## [WHAT YOU HAVE TO DO]
Please convert every entry below into a Markdown table with the columns Row and Entry text, numbering each line and skipping blank lines. Leave the pictures out of the table.

╭─ RECORDED DATA

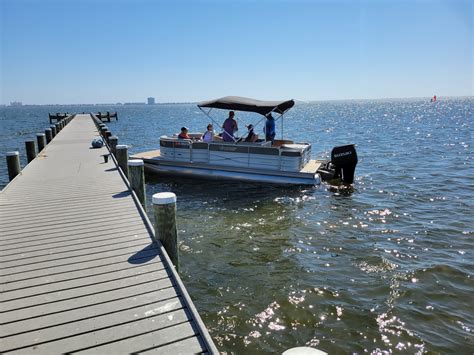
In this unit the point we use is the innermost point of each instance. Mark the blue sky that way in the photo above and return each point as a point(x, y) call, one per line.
point(106, 51)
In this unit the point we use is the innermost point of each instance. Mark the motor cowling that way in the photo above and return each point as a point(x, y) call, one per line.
point(344, 159)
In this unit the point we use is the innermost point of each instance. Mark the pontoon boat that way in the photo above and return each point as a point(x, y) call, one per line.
point(278, 162)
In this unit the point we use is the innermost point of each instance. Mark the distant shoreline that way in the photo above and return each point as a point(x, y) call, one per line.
point(440, 98)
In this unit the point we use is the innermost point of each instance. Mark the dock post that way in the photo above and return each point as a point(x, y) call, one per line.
point(164, 211)
point(13, 164)
point(136, 171)
point(30, 150)
point(49, 135)
point(40, 137)
point(122, 158)
point(113, 140)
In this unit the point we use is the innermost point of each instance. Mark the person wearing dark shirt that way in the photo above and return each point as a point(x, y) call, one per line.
point(270, 128)
point(230, 127)
point(184, 133)
point(251, 136)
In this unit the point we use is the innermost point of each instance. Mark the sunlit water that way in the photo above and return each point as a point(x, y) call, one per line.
point(385, 268)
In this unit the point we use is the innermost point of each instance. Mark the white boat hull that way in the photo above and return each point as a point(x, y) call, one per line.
point(215, 173)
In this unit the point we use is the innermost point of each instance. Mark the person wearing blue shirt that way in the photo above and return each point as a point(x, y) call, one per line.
point(270, 128)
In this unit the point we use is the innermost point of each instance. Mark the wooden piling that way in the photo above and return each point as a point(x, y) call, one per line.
point(49, 135)
point(122, 158)
point(41, 138)
point(30, 150)
point(113, 141)
point(164, 209)
point(136, 172)
point(13, 164)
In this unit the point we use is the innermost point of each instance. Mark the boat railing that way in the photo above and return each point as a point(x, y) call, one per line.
point(286, 157)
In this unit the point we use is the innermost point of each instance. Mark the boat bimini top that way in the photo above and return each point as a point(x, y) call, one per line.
point(237, 103)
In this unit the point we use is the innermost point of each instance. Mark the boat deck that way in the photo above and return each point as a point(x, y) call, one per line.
point(310, 168)
point(79, 269)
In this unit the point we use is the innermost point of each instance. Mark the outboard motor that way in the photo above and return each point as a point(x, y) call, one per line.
point(344, 159)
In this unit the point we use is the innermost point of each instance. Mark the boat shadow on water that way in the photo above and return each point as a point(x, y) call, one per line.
point(237, 193)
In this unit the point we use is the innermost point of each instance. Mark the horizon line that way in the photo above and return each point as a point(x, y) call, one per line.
point(144, 103)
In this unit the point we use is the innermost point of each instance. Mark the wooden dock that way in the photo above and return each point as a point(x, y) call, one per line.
point(79, 271)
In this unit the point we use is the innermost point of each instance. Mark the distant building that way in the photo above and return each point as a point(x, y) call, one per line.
point(151, 101)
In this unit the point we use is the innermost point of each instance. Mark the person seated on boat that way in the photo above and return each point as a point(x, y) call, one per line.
point(251, 136)
point(230, 127)
point(184, 133)
point(208, 136)
point(269, 128)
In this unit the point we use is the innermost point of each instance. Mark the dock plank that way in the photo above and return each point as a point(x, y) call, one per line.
point(79, 268)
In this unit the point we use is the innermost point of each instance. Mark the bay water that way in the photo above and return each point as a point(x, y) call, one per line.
point(385, 267)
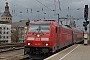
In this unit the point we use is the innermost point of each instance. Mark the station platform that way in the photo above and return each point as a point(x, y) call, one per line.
point(75, 52)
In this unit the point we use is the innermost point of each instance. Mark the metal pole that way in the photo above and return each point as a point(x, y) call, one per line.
point(58, 18)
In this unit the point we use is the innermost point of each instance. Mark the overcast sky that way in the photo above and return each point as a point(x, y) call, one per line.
point(66, 7)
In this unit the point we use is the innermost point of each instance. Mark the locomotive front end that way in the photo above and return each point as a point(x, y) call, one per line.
point(38, 39)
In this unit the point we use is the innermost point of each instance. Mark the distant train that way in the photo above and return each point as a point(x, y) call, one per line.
point(47, 36)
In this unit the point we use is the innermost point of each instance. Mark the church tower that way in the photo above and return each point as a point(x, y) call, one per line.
point(6, 16)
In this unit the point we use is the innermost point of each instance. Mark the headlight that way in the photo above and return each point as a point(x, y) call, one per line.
point(38, 35)
point(46, 44)
point(30, 38)
point(29, 43)
point(45, 39)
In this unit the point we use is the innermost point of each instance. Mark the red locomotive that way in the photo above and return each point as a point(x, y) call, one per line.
point(47, 36)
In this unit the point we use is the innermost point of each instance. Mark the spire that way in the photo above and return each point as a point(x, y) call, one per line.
point(6, 7)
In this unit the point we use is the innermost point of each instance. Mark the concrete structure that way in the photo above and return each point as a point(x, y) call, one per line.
point(5, 33)
point(6, 16)
point(21, 27)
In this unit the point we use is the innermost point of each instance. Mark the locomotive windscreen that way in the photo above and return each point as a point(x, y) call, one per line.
point(45, 27)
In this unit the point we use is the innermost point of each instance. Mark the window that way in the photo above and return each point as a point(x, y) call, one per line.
point(7, 36)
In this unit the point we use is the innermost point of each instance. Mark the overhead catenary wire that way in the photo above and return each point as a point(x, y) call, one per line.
point(45, 6)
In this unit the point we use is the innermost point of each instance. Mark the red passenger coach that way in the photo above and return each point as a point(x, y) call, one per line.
point(47, 36)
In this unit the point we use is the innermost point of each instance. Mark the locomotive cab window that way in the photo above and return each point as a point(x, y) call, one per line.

╰─

## [CORRECT ANSWER]
| Row | Entry text |
|---|---|
| 1 | In this unit the point we use is the innermost point of each instance. Mark the blue sky that way in the photo above and return each point as a point(x, y) call, one per line. |
| 2 | point(106, 51) |
| 3 | In this unit the point we use is the innermost point of each instance. Mark the motor cowling that way in the photo above and return each point as a point(x, y) call, one per line. |
| 4 | point(344, 159) |
| 5 | In this unit the point we use is the innermost point of each instance. Mark the pontoon boat that way in the photo above and return each point as a point(x, y) call, one per line. |
| 6 | point(278, 162) |
| 7 | In this unit the point we use is the innermost point of each instance. Mark the distant shoreline that way in the photo above and return each point as a point(x, y) call, one per line. |
| 8 | point(440, 98) |
| 9 | In this unit the point we use is the innermost point of each instance. Mark the dock post that way in the photo above and return each point as a point(x, y) call, one per line. |
| 10 | point(164, 211) |
| 11 | point(13, 164) |
| 12 | point(136, 171) |
| 13 | point(30, 150) |
| 14 | point(49, 135) |
| 15 | point(40, 137) |
| 16 | point(122, 158) |
| 17 | point(113, 140) |
| 18 | In this unit the point we use is the innermost point of each instance. Mark the person wearing dark shirt that way in the photo above and return each point as a point(x, y) call, one per line. |
| 19 | point(270, 128) |
| 20 | point(230, 127) |
| 21 | point(184, 133) |
| 22 | point(251, 136) |
| 23 | In this unit the point we use is the innermost point of each instance. Mark the sunlit water that way in the photo above and return each point as a point(x, y) call, one per line. |
| 24 | point(385, 268) |
| 25 | In this unit the point we use is the innermost point of each instance. Mark the white boat hull that way in the photo above and return each point as a point(x, y) call, one per line. |
| 26 | point(215, 173) |
| 27 | In this unit the point we use is the innermost point of each instance. Mark the person wearing blue shirt that way in the photo above and return each point as a point(x, y) call, one per line. |
| 28 | point(270, 128) |
| 29 | In this unit the point we use is the innermost point of each instance. Mark the wooden piling that way in the photo above and return each point as a point(x, y) call, one per line. |
| 30 | point(49, 135) |
| 31 | point(122, 158) |
| 32 | point(41, 138) |
| 33 | point(30, 150) |
| 34 | point(113, 141) |
| 35 | point(164, 209) |
| 36 | point(136, 172) |
| 37 | point(13, 164) |
| 38 | In this unit the point we use is the innermost point of each instance. Mark the boat railing that way in the photo above and return each point as a point(x, y) call, one per line. |
| 39 | point(286, 157) |
| 40 | In this unit the point we use is the innermost point of each instance. Mark the boat bimini top that way in the photo above and return each point as a point(x, y) call, one per line. |
| 41 | point(237, 103) |
| 42 | In this unit the point we use is the innermost point of each instance. Mark the boat deck that way in the photo above and return each point as a point(x, y) call, one per line. |
| 43 | point(310, 168) |
| 44 | point(79, 269) |
| 45 | In this unit the point we use is the innermost point of each instance. Mark the outboard motor that way in the photo above and return each point as a point(x, y) call, one per line. |
| 46 | point(344, 159) |
| 47 | In this unit the point we use is the innermost point of each instance. Mark the boat shadow on water that way in the photo above and return each point as a point(x, y) call, one per line. |
| 48 | point(237, 193) |
| 49 | In this unit the point we use is the innermost point of each instance. Mark the horizon line that way in the photo above and return each point as a point(x, y) call, one per line. |
| 50 | point(144, 103) |
| 51 | In this unit the point we use is the innermost point of each instance. Mark the wooden dock that way in the photo above and return each point as a point(x, y) call, one per line. |
| 52 | point(79, 271) |
| 53 | In this unit the point we use is the innermost point of each instance. Mark the distant building that way in the photo above and return each point as a point(x, y) call, one per line. |
| 54 | point(151, 101) |
| 55 | In this unit the point we use is the innermost point of each instance. Mark the person seated on boat that way in the photo above and return each point as a point(x, y) call, one per line. |
| 56 | point(251, 136) |
| 57 | point(230, 127) |
| 58 | point(184, 133) |
| 59 | point(208, 136) |
| 60 | point(269, 128) |
| 61 | In this unit the point we use is the innermost point of each instance. Mark the dock plank that way in the photo above and return each point as a point(x, y) call, one per line. |
| 62 | point(79, 268) |
| 63 | In this unit the point we use is the innermost point of each instance. Mark the bay water that way in the photo above and return each point as a point(x, y) call, one per line. |
| 64 | point(385, 267) |
| 65 | In this unit the point we use is the innermost point of each instance. Mark the station platform that way in the photo above and return each point as a point(x, y) call, one per line. |
| 66 | point(75, 52) |
| 67 | In this unit the point we use is the innermost point of each instance. Mark the metal pole that way in the photo above and return each point as a point(x, y) call, one per line. |
| 68 | point(58, 18) |
| 69 | In this unit the point we use is the innermost point of each instance. Mark the overcast sky that way in the photo above and return each point as a point(x, y) call, one per line. |
| 70 | point(66, 7) |
| 71 | In this unit the point we use is the innermost point of each instance. Mark the locomotive front end that way in the photo above and return each point as a point(x, y) call, one per line. |
| 72 | point(38, 39) |
| 73 | In this unit the point we use is the innermost point of each instance. Mark the distant train that way in the photo above and return each point as a point(x, y) call, one per line. |
| 74 | point(47, 36) |
| 75 | In this unit the point we use is the innermost point of each instance. Mark the church tower that way in the photo above and return each point as a point(x, y) call, one per line. |
| 76 | point(6, 16) |
| 77 | In this unit the point we use is the innermost point of each instance. Mark the headlight that way in the photo above and return each point as a point(x, y) call, one per line. |
| 78 | point(38, 35) |
| 79 | point(46, 44) |
| 80 | point(30, 38) |
| 81 | point(29, 43) |
| 82 | point(45, 39) |
| 83 | In this unit the point we use is the innermost point of each instance. Mark the red locomotive that way in the photo above and return each point as a point(x, y) call, one per line. |
| 84 | point(47, 36) |
| 85 | In this unit the point we use is the innermost point of each instance. Mark the spire that way in the photo above and return each point as a point(x, y) call, one per line. |
| 86 | point(6, 7) |
| 87 | In this unit the point we use is the innermost point of each instance. Mark the concrete structure that way in the photo above and return each point as a point(x, y) call, one per line. |
| 88 | point(5, 33) |
| 89 | point(6, 16) |
| 90 | point(21, 27) |
| 91 | In this unit the point we use is the innermost point of each instance. Mark the locomotive windscreen that way in the photo above and return each point as a point(x, y) call, one per line. |
| 92 | point(45, 27) |
| 93 | In this unit the point we use is the innermost point of each instance. Mark the window that way in the photo above and return each point as a point(x, y) call, one per line. |
| 94 | point(7, 36) |
| 95 | In this unit the point we use is the innermost point of each instance. Mark the overhead catenary wire that way in the photo above and return each point as a point(x, y) call, one per line. |
| 96 | point(45, 6) |
| 97 | In this unit the point we use is the innermost point of each instance. Mark the red passenger coach that way in the photo above and return each point as a point(x, y) call, one per line. |
| 98 | point(47, 36) |
| 99 | In this unit the point we use is the innermost point of each instance. Mark the locomotive cab window that way in the photo above and return each point as a point(x, y) call, one per line. |